## What to do
1/ Rewrite the part of the announcement on astronaut health risks starting at "In the context" and ending at "and to Mars.", replacing "low Earth orbit" with "near-Earth orbit".
2/ Write the next part of the announcement on astronaut health risks, picking up after its final sentence.

··· Source passage

50 years after the 1st man Moon landing, history and future challenges of human space exploration in terms of astronaut’s health risks
Centre Spatial de Liège, Liège Science Park, Avenue du Pré Aily 4031 Angleur 15:00
Sarah BAATOUT (Director of Radiobiology Unit, Belgian Nuclear Research Center (SCK-CEN, Mol)

In the context of the 50th anniversary of the first man landing on the Moon, this presentation will review health issues from Apollo lunar astronauts, the only humans to have traveled beyond Earth’s magnetosphere compared to astronauts who flew only in low Earth orbit (LEO). 

The existing record for the longest consecutive space flight is 438 days, and the most accrued time in space is 878 days. The longest time spent outside the protection of the Earth's Van Allen radiation belt is about 12 days for the Apollo 17 moon landing. This is minor in comparison to the 1100-day journey planned by the various space agencies to go to Moon and to Mars. 

As many nations contemplate extended manned missions to Mars and the Moon, health risks will increase as travel goes beyond the Earth’s protective magnetosphere into the more intense deep space radiation environment.

······
··· Data supplied

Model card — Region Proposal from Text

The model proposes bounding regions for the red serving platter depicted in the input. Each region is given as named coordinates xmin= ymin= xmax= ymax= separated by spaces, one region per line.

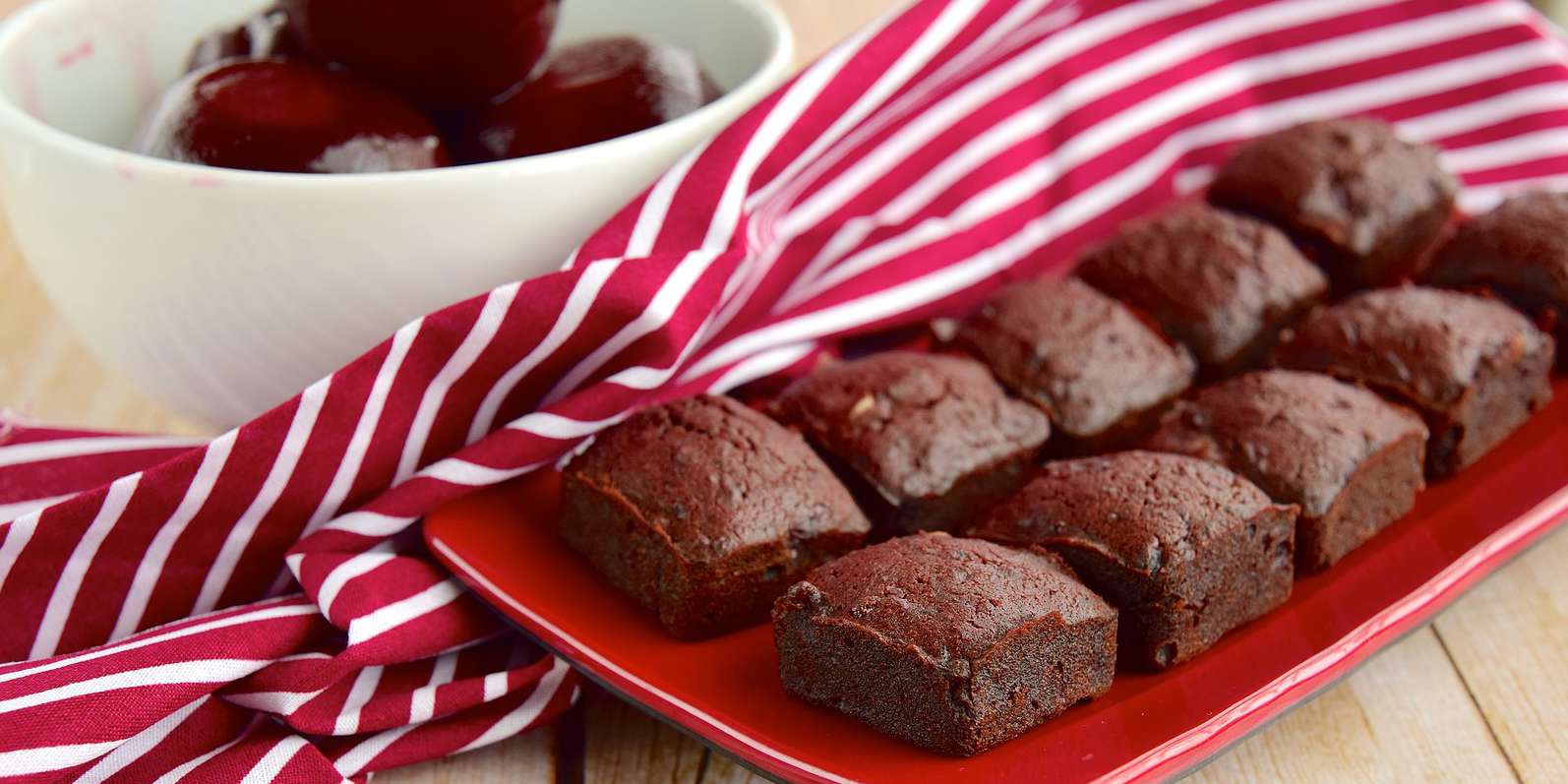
xmin=425 ymin=381 xmax=1568 ymax=782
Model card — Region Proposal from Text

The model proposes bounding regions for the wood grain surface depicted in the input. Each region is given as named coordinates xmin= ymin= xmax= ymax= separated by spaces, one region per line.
xmin=0 ymin=0 xmax=1568 ymax=784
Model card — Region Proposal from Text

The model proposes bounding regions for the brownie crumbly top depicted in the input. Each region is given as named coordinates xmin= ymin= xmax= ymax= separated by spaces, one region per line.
xmin=568 ymin=395 xmax=871 ymax=563
xmin=1425 ymin=191 xmax=1568 ymax=307
xmin=971 ymin=452 xmax=1292 ymax=578
xmin=1077 ymin=204 xmax=1328 ymax=365
xmin=773 ymin=533 xmax=1114 ymax=674
xmin=1278 ymin=285 xmax=1552 ymax=411
xmin=1209 ymin=118 xmax=1458 ymax=256
xmin=1148 ymin=370 xmax=1427 ymax=517
xmin=774 ymin=351 xmax=1051 ymax=502
xmin=955 ymin=277 xmax=1196 ymax=438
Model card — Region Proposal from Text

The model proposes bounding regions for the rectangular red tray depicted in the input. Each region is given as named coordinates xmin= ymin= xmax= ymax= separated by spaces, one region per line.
xmin=425 ymin=381 xmax=1568 ymax=782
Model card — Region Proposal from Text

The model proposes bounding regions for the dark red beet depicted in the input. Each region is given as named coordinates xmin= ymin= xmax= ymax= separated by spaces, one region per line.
xmin=185 ymin=6 xmax=304 ymax=74
xmin=137 ymin=60 xmax=449 ymax=174
xmin=469 ymin=37 xmax=720 ymax=158
xmin=279 ymin=0 xmax=560 ymax=108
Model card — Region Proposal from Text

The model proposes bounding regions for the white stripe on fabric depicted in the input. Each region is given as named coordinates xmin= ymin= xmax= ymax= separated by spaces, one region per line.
xmin=626 ymin=147 xmax=712 ymax=259
xmin=240 ymin=736 xmax=306 ymax=784
xmin=0 ymin=596 xmax=319 ymax=684
xmin=0 ymin=508 xmax=48 ymax=589
xmin=0 ymin=494 xmax=71 ymax=522
xmin=110 ymin=431 xmax=238 ymax=639
xmin=315 ymin=539 xmax=398 ymax=618
xmin=322 ymin=510 xmax=419 ymax=536
xmin=392 ymin=284 xmax=522 ymax=485
xmin=407 ymin=651 xmax=461 ymax=724
xmin=191 ymin=377 xmax=332 ymax=613
xmin=0 ymin=658 xmax=271 ymax=713
xmin=0 ymin=740 xmax=119 ymax=776
xmin=222 ymin=689 xmax=327 ymax=716
xmin=543 ymin=251 xmax=720 ymax=406
xmin=419 ymin=457 xmax=543 ymax=488
xmin=152 ymin=718 xmax=262 ymax=784
xmin=77 ymin=694 xmax=211 ymax=784
xmin=29 ymin=472 xmax=141 ymax=658
xmin=790 ymin=0 xmax=1516 ymax=312
xmin=332 ymin=665 xmax=386 ymax=736
xmin=707 ymin=341 xmax=816 ymax=395
xmin=299 ymin=319 xmax=425 ymax=539
xmin=348 ymin=580 xmax=462 ymax=646
xmin=0 ymin=436 xmax=204 ymax=469
xmin=467 ymin=261 xmax=621 ymax=444
xmin=457 ymin=657 xmax=571 ymax=754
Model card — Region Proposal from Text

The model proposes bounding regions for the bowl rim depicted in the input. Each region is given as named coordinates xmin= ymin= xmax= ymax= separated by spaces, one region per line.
xmin=0 ymin=0 xmax=795 ymax=188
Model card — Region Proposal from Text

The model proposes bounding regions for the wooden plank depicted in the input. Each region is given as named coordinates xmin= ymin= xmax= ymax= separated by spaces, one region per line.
xmin=1190 ymin=629 xmax=1513 ymax=784
xmin=583 ymin=689 xmax=707 ymax=784
xmin=1435 ymin=531 xmax=1568 ymax=784
xmin=0 ymin=0 xmax=1568 ymax=784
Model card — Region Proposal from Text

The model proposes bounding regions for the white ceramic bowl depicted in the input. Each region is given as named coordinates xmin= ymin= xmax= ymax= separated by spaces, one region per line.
xmin=0 ymin=0 xmax=794 ymax=425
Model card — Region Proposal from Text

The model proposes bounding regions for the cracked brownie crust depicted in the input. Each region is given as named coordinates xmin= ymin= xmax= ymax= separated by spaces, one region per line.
xmin=1209 ymin=118 xmax=1458 ymax=288
xmin=1277 ymin=285 xmax=1555 ymax=478
xmin=560 ymin=395 xmax=871 ymax=638
xmin=773 ymin=351 xmax=1051 ymax=533
xmin=1146 ymin=370 xmax=1427 ymax=573
xmin=1077 ymin=204 xmax=1328 ymax=375
xmin=1423 ymin=191 xmax=1568 ymax=351
xmin=971 ymin=452 xmax=1298 ymax=670
xmin=773 ymin=533 xmax=1116 ymax=755
xmin=953 ymin=277 xmax=1196 ymax=452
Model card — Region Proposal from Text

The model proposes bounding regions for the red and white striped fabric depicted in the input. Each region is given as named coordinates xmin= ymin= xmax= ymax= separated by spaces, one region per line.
xmin=0 ymin=0 xmax=1568 ymax=782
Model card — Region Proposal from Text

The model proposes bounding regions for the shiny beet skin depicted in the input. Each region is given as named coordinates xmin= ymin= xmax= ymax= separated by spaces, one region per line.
xmin=462 ymin=37 xmax=720 ymax=160
xmin=279 ymin=0 xmax=560 ymax=110
xmin=185 ymin=6 xmax=304 ymax=74
xmin=137 ymin=60 xmax=449 ymax=174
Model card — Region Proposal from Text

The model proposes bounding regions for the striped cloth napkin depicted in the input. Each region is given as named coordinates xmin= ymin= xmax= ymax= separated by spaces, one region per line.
xmin=0 ymin=0 xmax=1568 ymax=782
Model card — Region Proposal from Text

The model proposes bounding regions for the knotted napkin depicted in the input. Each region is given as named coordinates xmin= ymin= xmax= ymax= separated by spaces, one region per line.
xmin=0 ymin=0 xmax=1568 ymax=782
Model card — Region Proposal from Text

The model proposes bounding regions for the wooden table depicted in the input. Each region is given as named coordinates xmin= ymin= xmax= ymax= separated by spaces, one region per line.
xmin=0 ymin=0 xmax=1568 ymax=784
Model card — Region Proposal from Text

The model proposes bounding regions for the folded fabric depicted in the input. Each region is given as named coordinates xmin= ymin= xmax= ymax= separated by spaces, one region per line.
xmin=0 ymin=0 xmax=1568 ymax=781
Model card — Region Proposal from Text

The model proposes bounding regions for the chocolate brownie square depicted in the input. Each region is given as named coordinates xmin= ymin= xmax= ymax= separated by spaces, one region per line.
xmin=773 ymin=533 xmax=1116 ymax=755
xmin=1423 ymin=191 xmax=1568 ymax=351
xmin=1209 ymin=118 xmax=1458 ymax=290
xmin=1077 ymin=203 xmax=1328 ymax=375
xmin=971 ymin=452 xmax=1298 ymax=670
xmin=1146 ymin=370 xmax=1427 ymax=573
xmin=773 ymin=351 xmax=1051 ymax=533
xmin=560 ymin=395 xmax=871 ymax=639
xmin=952 ymin=277 xmax=1196 ymax=453
xmin=1277 ymin=285 xmax=1555 ymax=478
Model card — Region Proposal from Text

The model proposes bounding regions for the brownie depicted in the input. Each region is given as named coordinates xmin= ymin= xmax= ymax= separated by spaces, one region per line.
xmin=971 ymin=452 xmax=1298 ymax=670
xmin=1146 ymin=370 xmax=1427 ymax=573
xmin=1277 ymin=285 xmax=1555 ymax=478
xmin=773 ymin=351 xmax=1051 ymax=533
xmin=773 ymin=533 xmax=1116 ymax=755
xmin=1209 ymin=118 xmax=1458 ymax=290
xmin=1077 ymin=203 xmax=1328 ymax=375
xmin=560 ymin=395 xmax=871 ymax=639
xmin=953 ymin=277 xmax=1196 ymax=453
xmin=1423 ymin=191 xmax=1568 ymax=349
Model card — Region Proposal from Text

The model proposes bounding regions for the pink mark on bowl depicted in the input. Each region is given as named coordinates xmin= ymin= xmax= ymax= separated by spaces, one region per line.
xmin=55 ymin=37 xmax=92 ymax=71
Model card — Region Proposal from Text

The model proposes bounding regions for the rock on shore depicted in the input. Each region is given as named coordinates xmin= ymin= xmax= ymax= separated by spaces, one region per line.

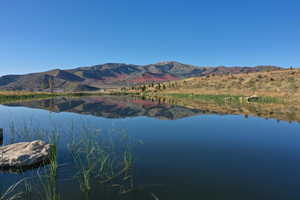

······

## Answers to this exercise
1/
In the context of the 50th anniversary of the first man landing on the Moon, this presentation will review health issues from Apollo lunar astronauts, the only humans to have traveled beyond Earth’s magnetosphere compared to astronauts who flew only in near-Earth orbit (LEO). 

The existing record for the longest consecutive space flight is 438 days, and the most accrued time in space is 878 days. The longest time spent outside the protection of the Earth's Van Allen radiation belt is about 12 days for the Apollo 17 moon landing. This is minor in comparison to the 1100-day journey planned by the various space agencies to go to Moon and to Mars.

2/
Mars is the focus of much scientific study about possible human colonization. Many different biological functions can be negatively affected by the environment of Mars colonies. Due to higher levels of radiation, there are a multitude of physical side-effects that must be mitigated. In addition Martian soil contains high levels of toxins which are hazardous to human health. 

As the Belgian Nuclear Research Centre (SCK•CEN) is much involved in space life science programmes, part of this presentation will be devoted to the current space health research programme as well space radiation dosimetry and the control and use of microbes to support human life in space.